**TASK INSTRUCTIONS:**
Find each line in the entries below that contains the string "green" with the same capitalization, and copy those lines.

**DATA PROVIDED:**

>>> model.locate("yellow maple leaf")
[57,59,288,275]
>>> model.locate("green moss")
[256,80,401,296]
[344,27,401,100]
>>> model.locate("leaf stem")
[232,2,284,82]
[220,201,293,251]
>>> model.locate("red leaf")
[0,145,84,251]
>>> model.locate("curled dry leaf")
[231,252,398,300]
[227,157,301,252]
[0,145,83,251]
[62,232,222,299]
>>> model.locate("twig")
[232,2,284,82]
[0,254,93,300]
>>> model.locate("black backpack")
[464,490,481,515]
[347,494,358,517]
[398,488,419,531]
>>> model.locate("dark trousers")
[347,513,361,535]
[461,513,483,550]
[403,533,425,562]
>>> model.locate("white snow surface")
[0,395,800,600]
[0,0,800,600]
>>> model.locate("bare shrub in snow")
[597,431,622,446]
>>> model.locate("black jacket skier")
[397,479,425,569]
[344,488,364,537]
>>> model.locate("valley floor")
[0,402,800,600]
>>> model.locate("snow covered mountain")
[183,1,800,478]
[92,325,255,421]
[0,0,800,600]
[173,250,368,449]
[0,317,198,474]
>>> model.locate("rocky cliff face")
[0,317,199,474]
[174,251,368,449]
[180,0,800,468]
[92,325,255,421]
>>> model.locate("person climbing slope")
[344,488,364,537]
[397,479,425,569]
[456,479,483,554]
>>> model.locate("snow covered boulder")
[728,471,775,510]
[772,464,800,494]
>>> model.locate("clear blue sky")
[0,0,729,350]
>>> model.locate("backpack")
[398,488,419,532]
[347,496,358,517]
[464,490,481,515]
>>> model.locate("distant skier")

--

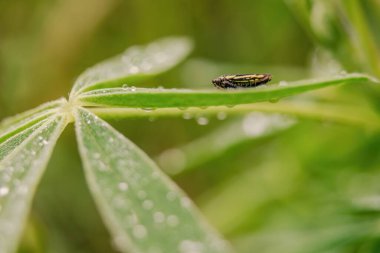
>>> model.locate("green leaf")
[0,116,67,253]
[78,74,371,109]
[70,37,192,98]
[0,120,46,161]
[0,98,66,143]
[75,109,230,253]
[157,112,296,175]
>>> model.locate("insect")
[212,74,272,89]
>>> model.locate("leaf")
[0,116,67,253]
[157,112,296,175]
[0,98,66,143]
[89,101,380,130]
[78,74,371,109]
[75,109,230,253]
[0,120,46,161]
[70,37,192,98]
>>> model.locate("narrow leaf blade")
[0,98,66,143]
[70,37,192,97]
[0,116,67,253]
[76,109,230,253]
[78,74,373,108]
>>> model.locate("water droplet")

==

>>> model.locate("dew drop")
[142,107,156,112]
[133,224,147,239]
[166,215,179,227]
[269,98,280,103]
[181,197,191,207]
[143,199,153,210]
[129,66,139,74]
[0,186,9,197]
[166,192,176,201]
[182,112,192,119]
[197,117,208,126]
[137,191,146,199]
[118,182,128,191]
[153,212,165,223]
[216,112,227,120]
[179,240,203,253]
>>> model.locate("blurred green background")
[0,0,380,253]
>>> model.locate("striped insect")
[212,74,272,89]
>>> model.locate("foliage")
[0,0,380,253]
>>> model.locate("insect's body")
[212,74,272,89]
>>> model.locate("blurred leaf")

**SOLUTION TO THE EXERCISE:**
>>> model.locate("green moss")
>>> model.locate("green leaf")
>>> model.locate("blurred green background")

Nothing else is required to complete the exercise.